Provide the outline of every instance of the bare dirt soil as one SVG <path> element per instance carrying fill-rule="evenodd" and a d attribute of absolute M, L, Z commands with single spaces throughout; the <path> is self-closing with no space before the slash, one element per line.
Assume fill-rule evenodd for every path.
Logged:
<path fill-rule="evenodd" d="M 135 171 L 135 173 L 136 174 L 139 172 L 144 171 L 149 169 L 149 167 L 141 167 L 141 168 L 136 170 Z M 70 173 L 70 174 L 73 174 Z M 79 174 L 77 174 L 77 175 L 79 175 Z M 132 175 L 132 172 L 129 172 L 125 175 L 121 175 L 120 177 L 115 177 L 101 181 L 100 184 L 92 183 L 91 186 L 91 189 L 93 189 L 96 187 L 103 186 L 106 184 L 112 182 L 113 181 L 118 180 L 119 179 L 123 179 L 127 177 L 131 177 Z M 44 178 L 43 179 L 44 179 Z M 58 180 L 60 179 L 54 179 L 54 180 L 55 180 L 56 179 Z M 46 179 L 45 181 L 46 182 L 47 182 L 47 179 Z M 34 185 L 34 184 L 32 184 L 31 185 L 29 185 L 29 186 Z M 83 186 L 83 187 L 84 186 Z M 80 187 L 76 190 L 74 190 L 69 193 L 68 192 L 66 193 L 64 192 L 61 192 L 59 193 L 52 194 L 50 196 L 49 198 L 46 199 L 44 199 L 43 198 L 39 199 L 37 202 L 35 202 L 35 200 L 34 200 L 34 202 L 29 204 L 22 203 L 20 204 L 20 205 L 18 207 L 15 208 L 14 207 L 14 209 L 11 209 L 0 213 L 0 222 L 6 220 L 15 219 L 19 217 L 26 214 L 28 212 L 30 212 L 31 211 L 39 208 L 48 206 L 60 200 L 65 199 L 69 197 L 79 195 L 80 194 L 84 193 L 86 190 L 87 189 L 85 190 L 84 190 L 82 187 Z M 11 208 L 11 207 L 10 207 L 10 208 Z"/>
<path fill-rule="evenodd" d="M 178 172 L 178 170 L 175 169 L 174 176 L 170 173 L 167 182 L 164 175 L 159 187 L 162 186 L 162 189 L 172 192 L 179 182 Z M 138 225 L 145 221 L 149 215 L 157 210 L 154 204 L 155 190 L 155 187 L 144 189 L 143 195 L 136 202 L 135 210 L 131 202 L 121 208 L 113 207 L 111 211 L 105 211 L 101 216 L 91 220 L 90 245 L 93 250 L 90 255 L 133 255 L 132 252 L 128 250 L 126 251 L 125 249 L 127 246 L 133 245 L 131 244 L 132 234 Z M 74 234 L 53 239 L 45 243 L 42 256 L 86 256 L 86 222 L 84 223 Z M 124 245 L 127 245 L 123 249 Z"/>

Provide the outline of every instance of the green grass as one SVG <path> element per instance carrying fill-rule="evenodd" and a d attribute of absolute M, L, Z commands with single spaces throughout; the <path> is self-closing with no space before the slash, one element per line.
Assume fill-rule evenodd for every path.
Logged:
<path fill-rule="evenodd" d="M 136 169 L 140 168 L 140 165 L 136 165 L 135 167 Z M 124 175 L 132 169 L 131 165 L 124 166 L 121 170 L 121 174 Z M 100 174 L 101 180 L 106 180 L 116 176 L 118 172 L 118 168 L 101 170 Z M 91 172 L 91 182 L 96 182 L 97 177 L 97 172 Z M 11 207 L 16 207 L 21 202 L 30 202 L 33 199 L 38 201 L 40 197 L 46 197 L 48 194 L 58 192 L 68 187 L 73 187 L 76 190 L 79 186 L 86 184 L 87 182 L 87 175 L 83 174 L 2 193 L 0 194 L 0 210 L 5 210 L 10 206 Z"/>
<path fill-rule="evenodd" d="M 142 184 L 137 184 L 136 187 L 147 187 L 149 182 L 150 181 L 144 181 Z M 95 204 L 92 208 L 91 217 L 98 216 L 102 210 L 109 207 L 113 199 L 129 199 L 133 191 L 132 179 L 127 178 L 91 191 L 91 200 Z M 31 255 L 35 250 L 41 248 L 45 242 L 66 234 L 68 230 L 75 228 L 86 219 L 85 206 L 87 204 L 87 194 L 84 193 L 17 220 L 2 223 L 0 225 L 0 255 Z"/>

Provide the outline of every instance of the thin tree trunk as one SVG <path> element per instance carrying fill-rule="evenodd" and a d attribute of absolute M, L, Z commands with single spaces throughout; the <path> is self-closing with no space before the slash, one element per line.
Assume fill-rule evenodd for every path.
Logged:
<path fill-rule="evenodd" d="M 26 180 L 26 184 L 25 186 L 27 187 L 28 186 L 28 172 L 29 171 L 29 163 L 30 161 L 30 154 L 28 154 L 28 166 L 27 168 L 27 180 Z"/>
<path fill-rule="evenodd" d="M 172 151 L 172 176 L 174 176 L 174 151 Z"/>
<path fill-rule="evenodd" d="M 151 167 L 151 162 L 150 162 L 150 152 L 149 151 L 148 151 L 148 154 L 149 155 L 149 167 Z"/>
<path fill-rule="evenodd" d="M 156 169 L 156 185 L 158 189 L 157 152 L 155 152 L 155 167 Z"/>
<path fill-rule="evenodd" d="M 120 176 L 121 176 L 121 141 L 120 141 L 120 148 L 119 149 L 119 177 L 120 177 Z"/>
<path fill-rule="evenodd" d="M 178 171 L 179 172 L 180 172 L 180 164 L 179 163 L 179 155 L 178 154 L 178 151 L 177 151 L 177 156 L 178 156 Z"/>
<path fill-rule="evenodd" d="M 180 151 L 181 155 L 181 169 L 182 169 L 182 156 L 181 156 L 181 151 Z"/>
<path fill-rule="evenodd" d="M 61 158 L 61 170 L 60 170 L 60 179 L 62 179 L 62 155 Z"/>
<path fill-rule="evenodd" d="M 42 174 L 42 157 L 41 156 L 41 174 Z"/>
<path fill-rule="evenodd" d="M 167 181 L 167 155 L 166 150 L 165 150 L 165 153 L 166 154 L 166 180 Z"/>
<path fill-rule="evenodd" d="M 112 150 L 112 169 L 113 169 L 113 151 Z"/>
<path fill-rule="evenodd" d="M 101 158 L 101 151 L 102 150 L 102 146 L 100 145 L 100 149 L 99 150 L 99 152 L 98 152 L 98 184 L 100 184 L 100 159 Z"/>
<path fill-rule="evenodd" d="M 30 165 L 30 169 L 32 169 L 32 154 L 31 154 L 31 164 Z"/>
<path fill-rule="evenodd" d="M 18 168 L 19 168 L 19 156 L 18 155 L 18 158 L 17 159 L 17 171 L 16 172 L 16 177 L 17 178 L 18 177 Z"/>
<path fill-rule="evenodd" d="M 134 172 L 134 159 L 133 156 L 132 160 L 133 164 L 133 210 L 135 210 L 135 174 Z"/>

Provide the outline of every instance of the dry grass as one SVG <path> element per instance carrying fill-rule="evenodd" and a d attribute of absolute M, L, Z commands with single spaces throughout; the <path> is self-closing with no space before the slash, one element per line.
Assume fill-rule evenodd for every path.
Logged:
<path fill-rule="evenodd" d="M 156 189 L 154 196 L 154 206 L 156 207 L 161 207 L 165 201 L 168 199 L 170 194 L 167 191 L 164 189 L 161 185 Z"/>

==

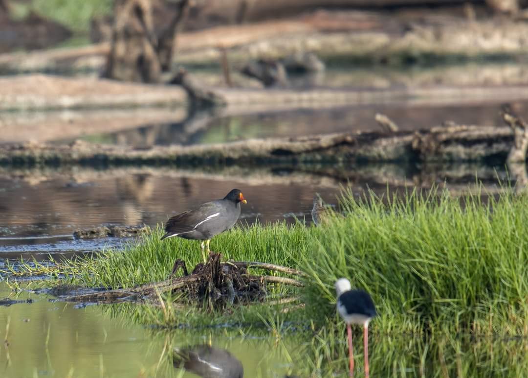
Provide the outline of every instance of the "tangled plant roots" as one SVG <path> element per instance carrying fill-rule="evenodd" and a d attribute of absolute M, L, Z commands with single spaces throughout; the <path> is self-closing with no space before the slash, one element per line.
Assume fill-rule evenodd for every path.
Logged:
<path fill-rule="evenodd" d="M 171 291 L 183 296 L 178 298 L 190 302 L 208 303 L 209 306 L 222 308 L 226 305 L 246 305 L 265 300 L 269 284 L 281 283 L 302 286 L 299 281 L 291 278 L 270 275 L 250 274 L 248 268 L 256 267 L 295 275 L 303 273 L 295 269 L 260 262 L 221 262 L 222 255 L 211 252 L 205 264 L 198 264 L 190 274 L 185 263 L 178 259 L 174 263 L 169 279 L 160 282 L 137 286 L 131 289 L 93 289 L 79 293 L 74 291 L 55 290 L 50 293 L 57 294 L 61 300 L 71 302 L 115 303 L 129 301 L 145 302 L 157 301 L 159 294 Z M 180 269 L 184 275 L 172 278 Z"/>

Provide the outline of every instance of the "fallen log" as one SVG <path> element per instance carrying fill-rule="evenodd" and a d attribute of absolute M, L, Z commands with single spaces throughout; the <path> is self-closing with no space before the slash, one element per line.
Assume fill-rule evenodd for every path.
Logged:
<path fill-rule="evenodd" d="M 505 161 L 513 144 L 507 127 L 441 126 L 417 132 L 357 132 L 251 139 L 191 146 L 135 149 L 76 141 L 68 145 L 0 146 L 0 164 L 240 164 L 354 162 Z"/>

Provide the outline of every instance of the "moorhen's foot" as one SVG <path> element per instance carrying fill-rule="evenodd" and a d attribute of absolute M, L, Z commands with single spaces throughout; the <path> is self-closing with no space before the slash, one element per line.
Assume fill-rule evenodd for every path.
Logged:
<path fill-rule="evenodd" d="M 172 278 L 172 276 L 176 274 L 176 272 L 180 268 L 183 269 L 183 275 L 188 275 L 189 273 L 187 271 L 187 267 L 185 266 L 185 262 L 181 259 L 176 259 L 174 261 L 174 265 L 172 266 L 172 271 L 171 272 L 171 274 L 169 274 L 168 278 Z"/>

## Instructions for the task
Lay out the data as a JSON list of strings, one string per line and no blank lines, starting with the line containing "Provide the outline of every instance of the green" and going on through the line containing "142 184 L 137".

## Written answer
[
  "Provide the outline of every instance of the green grass as one SVG <path> element per instance carrying fill-rule=\"evenodd\" and a d attribute of absolute M, L, Z commands with single spaces throughout; the <path> is self-closing with no space before the slash, one element per line.",
  "Assume fill-rule evenodd for every path.",
  "Logged:",
  "<path fill-rule=\"evenodd\" d=\"M 136 169 L 140 168 L 140 165 L 136 165 L 135 167 Z M 124 175 L 132 169 L 131 165 L 124 166 L 121 170 L 121 174 Z M 100 174 L 101 180 L 106 180 L 116 176 L 118 172 L 118 168 L 101 170 Z M 91 172 L 91 182 L 96 182 L 97 177 L 97 172 Z M 11 207 L 16 207 L 21 202 L 30 202 L 33 199 L 38 201 L 40 197 L 46 197 L 48 194 L 58 192 L 68 187 L 73 187 L 76 190 L 79 186 L 86 184 L 87 182 L 87 175 L 83 174 L 2 193 L 0 194 L 0 210 L 5 210 L 10 206 Z\"/>",
  "<path fill-rule=\"evenodd\" d=\"M 142 184 L 137 184 L 136 187 L 147 187 L 149 182 L 150 181 L 144 181 Z M 95 204 L 92 208 L 91 217 L 98 216 L 102 210 L 109 207 L 113 199 L 129 199 L 133 191 L 132 179 L 127 178 L 91 191 L 91 200 Z M 31 255 L 35 250 L 41 248 L 45 242 L 66 234 L 68 230 L 75 228 L 86 219 L 85 206 L 87 204 L 87 194 L 84 193 L 17 220 L 2 223 L 0 225 L 0 255 Z\"/>"
]